Expected Token Density in Random Stream

Discussion in 'C++' started by Andrew Tomazos, Dec 7, 2011.

  1. Summary: We want to find out how often a given token appears in a
    random stream formed by concatenating randomly chosen strings from a
    given set of strings.

    Details:

    Given S, an array of n (non-empty) strings; and T, a string of length
    m;

    We create a random stream of characters by the following process:

    1. assign i = a (uniformly) random integer between 1 and n
    inclusive
    2. write the characters of the ith element of S to the stream
    3. goto 1

    (The elements of S are not necessarily the same length)

    For example:

    if S = {"a", "bug", "ug"}

    then the stream may start as follows:

    augbugugugaabug...

    Each time T appears in the stream we call that a hit. More precisely:

    1. Initialize a queue Q with m null elements

    2. If Q equals T record a hit
    3. Pop front of Q
    4. Push to back of Q next char from stream
    5. Goto 2

    For example:

    If T = "ugu"...

    then:

    augbugugugaabug...
    1 2

    We get two hits so far.

    (Note hits can overlap each other)

## Information provided
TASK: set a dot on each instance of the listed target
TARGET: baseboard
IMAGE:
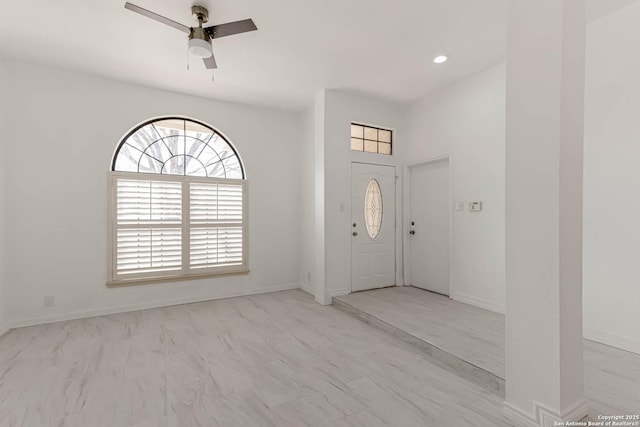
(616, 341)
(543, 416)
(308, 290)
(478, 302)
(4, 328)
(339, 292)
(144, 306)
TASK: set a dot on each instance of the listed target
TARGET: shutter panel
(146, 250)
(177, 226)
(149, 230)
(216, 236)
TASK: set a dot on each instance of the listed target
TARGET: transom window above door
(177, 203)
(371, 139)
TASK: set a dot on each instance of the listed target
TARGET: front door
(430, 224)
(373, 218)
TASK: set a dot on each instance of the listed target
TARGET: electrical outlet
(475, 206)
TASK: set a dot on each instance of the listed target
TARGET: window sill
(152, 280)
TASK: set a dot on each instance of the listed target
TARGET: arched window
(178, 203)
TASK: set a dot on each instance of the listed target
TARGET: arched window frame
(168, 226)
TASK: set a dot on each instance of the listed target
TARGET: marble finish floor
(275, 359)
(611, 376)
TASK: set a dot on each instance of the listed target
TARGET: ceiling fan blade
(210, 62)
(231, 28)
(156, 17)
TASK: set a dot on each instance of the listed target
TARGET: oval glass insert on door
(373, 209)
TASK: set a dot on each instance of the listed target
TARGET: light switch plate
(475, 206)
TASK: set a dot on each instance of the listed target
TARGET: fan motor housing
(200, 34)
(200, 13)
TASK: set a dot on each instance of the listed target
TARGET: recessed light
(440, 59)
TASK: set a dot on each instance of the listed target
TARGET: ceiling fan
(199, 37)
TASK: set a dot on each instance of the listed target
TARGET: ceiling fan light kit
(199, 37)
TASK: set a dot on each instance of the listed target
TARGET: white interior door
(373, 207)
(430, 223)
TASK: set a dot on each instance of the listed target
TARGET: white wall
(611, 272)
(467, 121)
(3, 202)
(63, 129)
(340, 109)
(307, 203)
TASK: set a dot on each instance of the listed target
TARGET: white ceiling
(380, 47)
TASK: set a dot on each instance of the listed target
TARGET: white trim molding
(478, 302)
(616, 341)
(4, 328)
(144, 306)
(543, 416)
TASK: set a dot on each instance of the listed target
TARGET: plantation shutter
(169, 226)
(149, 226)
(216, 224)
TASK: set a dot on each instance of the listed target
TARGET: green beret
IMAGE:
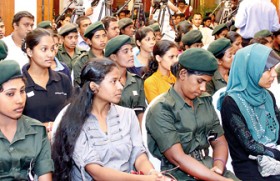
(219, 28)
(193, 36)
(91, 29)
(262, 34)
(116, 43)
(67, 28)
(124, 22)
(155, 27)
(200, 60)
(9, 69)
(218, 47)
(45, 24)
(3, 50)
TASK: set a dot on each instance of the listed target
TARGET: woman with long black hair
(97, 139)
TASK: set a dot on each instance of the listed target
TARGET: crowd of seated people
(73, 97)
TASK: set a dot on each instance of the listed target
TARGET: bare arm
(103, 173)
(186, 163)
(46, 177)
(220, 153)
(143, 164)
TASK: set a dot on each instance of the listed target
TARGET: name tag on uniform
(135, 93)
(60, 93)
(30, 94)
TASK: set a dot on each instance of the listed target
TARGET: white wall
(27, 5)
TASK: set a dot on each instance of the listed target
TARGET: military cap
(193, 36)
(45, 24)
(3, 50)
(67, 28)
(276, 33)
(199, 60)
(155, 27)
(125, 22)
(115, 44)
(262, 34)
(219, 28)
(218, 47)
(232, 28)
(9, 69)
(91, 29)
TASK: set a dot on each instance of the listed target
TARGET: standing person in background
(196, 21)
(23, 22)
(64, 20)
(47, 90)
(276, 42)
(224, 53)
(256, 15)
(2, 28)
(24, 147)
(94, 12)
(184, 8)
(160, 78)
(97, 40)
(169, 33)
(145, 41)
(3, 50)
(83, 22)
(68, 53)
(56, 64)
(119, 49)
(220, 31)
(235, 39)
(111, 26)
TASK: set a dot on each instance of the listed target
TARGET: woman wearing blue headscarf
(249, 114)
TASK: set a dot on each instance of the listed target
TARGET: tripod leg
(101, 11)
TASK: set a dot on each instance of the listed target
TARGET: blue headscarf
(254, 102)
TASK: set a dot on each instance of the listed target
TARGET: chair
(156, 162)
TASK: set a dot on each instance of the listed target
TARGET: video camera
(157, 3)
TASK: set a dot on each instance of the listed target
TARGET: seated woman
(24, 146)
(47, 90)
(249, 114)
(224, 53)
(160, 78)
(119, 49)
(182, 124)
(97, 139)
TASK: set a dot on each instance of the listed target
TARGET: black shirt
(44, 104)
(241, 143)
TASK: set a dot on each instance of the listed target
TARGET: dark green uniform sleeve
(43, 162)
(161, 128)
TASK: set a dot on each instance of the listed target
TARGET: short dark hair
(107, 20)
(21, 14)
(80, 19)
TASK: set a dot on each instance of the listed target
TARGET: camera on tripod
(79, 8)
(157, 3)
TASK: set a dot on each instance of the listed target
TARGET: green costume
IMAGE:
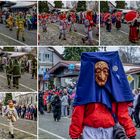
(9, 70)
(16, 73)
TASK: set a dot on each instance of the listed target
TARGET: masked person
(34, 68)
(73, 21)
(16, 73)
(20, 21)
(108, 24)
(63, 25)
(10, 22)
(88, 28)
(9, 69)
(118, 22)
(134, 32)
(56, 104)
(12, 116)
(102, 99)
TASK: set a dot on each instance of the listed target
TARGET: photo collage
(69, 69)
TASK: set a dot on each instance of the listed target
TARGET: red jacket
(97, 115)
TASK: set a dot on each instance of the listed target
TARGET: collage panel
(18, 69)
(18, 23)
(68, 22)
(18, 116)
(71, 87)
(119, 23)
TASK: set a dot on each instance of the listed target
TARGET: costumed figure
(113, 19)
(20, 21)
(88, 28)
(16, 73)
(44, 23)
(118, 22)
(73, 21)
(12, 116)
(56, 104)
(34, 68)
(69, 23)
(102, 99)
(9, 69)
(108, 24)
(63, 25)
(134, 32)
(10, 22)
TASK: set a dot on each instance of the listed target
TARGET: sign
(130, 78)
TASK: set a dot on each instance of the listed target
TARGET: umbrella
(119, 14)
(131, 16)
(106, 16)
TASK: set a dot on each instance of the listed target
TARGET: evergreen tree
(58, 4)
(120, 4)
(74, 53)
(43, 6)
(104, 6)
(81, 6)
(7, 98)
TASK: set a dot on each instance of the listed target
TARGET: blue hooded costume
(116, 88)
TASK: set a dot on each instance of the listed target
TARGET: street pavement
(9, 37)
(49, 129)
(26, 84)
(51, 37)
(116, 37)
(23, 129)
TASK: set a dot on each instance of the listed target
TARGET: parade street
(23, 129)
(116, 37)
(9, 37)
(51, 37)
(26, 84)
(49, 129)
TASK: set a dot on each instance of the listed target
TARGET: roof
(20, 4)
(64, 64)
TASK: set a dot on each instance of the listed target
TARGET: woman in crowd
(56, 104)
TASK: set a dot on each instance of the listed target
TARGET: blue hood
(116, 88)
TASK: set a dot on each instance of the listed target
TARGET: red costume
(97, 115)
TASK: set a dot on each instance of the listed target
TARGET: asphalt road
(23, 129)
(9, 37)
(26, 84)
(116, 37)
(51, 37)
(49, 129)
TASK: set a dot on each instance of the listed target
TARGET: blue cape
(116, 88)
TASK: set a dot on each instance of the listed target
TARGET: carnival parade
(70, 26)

## Required tasks
**A.** In the token density post, how many hits does the example stream give so far for T = "ugu"?
**B.** Turn the paragraph of the token density post that begins "Given S, an array" into a short list.

## Solved tasks
**A.** Two hits.

**B.**
- S: an array of n non-empty strings
- T: a string of length m